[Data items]
══════════════════════════════
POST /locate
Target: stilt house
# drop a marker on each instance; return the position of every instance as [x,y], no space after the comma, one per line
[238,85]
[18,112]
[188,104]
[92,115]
══════════════════════════════
### PROMPT
Recast every line of the listing above as a Markdown table with two columns, Row and Listing line. Number each row, and leave out any blank lines.

### EXERCISE SOLUTION
| Row | Listing line |
|---|---|
| 1 | POST /locate |
| 2 | Target: stilt house |
| 3 | # drop a marker on each instance; return the position of every instance as [x,y], no space after the comma, one per line |
| 4 | [238,85] |
| 5 | [18,112] |
| 6 | [188,104] |
| 7 | [92,115] |